Collection entries.
┏━━
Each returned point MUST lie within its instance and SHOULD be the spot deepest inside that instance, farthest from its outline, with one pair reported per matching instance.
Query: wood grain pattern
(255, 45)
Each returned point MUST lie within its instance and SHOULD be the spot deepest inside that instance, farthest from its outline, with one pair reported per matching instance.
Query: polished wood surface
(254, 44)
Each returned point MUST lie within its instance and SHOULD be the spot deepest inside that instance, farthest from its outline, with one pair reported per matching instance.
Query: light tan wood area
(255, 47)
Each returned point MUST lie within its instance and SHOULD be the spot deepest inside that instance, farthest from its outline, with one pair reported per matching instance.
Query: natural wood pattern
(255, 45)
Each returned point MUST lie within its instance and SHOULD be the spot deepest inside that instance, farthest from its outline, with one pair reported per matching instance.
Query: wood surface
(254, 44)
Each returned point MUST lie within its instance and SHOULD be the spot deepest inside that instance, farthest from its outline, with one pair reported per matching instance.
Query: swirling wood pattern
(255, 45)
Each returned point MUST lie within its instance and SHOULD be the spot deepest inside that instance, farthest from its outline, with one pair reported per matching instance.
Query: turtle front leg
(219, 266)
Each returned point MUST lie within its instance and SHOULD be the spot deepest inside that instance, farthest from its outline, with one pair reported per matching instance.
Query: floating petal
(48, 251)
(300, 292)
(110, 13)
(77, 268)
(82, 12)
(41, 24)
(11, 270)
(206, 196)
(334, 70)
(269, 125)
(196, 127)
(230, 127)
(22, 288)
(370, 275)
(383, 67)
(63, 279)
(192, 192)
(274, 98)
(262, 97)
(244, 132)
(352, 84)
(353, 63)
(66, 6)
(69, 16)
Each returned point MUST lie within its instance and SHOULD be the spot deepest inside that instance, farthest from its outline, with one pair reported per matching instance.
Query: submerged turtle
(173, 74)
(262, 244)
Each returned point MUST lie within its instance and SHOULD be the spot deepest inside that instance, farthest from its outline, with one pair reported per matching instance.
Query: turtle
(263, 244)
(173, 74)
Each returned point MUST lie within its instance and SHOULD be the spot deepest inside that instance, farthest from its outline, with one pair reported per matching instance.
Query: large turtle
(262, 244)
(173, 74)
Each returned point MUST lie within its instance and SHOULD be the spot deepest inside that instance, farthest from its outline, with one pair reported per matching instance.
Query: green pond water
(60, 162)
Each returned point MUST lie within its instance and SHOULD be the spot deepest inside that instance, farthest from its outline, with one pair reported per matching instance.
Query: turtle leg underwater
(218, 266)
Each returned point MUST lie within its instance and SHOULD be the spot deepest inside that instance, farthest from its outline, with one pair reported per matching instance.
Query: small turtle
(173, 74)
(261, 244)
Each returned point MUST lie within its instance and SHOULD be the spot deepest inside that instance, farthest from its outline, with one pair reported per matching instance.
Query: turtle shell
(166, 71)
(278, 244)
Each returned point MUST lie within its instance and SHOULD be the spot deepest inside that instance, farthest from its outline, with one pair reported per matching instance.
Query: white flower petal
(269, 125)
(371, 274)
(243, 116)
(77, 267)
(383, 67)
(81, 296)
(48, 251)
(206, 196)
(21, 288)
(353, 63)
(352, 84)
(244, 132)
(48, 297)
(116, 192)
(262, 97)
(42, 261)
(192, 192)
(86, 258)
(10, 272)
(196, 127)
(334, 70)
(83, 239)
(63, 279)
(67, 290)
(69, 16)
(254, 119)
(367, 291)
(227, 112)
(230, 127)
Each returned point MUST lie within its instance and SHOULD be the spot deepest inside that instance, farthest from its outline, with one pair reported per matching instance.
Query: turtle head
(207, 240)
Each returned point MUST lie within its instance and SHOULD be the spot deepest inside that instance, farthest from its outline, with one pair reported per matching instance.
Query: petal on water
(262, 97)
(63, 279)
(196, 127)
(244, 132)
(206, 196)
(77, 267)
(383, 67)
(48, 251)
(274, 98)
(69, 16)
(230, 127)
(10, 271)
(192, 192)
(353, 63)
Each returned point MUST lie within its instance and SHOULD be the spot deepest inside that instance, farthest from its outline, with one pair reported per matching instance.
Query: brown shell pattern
┗━━
Work required.
Extract the data exactly as given.

Task answer.
Each returned point MUST lie within its instance and SHOULD be the spot deepest inside that instance, farthest from its outline, with one pair reported per matching instance.
Query: wood grain pattern
(255, 45)
Each returned point MUST lie within its instance and SHOULD be the spot deepest inside that instance, farthest from its outline, with one pair reported per matching instance.
Query: polished wood surface
(254, 44)
Each returned point MUST lie within its instance and SHOULD be the spot deepest inside that instance, farthest from its outline, with one pair reported per matching instance.
Query: light tan wood area
(255, 47)
Each returned point MUST lie within its instance and SHOULD be the spot deepest inside that instance, farthest from its outline, with one pair reported per matching instance.
Query: natural wood pattern
(255, 45)
Each returned point MUST lie within its instance and SHOULD be the spot deepest inside that instance, farthest from its outline, with one pair reported per matching instance.
Query: wood surface
(254, 44)
Each returned point MUST lie within its instance and SHOULD be the spot deepest inside that instance, farthest from its outline, with one pair reported per matching instance.
Query: swirling wood pattern
(255, 45)
Each returned point MUST lie within its instance and SHOULD be the spot deepest inside that instance, farthest from its outline, with one pair reported per matching instance.
Query: turtle front leg
(219, 266)
Each returned point MUST lie within its instance and SHOULD be the spot deepest inside that instance, farthest from its outline, with one pair reported per matching instance.
Query: floating petal
(48, 251)
(300, 292)
(110, 13)
(77, 268)
(82, 12)
(41, 24)
(11, 270)
(206, 196)
(334, 70)
(269, 125)
(196, 127)
(230, 127)
(22, 288)
(370, 275)
(383, 67)
(63, 279)
(192, 192)
(274, 98)
(262, 97)
(244, 132)
(352, 84)
(353, 63)
(66, 6)
(69, 16)
Each returned point MUST lie within its instance and SHOULD be the spot deepest inside that instance, farthest from its outline, with one pair reported per matching instance.
Query: submerged turtle
(173, 74)
(262, 244)
Each returned point MUST lie within its instance and SHOULD be the spot deepest inside that instance, farthest from its outline, with one pair reported per matching instance.
Query: turtle
(263, 244)
(173, 74)
Each returned point MUST lie within its instance and SHOULD be the spot deepest inside that instance, farthest from its outline, with one pair reported per matching instance.
Query: large turtle
(262, 244)
(173, 74)
Each returned point MUST lie within its instance and SHOULD be the spot deepest inside that instance, farthest from its outline, with one pair reported per matching instance.
Query: green pond water
(60, 162)
Each returned point MUST lie within its instance and SHOULD be the spot deepest inside that instance, farthest from its outline, with one pair reported per matching instance.
Query: turtle leg underwater
(218, 266)
Each returned point MUST lie within its instance and SHOULD be the spot deepest inside that instance, farthest from its outline, with one pair reported per matching instance.
Query: small turtle
(173, 74)
(261, 244)
Each returned point MUST lie within its instance and SHOULD be the spot deepest inside that instance, farthest from its outline, with one pair reported per matching instance.
Query: turtle shell
(166, 71)
(278, 244)
Each returned point MUST lie within its instance and SHOULD be the spot deepest inside that instance, farthest from its outline, with one pair reported per matching instance.
Query: white flower petal
(269, 125)
(371, 274)
(243, 116)
(77, 267)
(383, 67)
(81, 296)
(48, 251)
(206, 196)
(21, 288)
(353, 63)
(352, 84)
(244, 132)
(48, 297)
(116, 192)
(262, 97)
(42, 261)
(192, 192)
(86, 258)
(10, 272)
(196, 127)
(334, 70)
(83, 239)
(63, 279)
(67, 290)
(69, 16)
(254, 119)
(367, 291)
(227, 112)
(230, 127)
Each returned point MUST lie within its instance and SHOULD be the spot deepest inside that instance, farthest from its outline, with one pair reported per matching instance.
Query: turtle head
(207, 240)
Each returned point MUST lie within its instance and SHOULD be the spot deepest inside that instance, farthest from its outline, with one pair reported per matching instance.
Query: petal on water
(262, 97)
(63, 279)
(196, 127)
(244, 132)
(206, 196)
(77, 267)
(383, 67)
(48, 251)
(274, 98)
(69, 16)
(230, 127)
(10, 271)
(192, 192)
(353, 63)
Each returned point MUST lie within its instance and SHOULD be the spot deepest inside that instance, farthest from its outline, with one pair reported per matching instance.
Query: brown shell pattern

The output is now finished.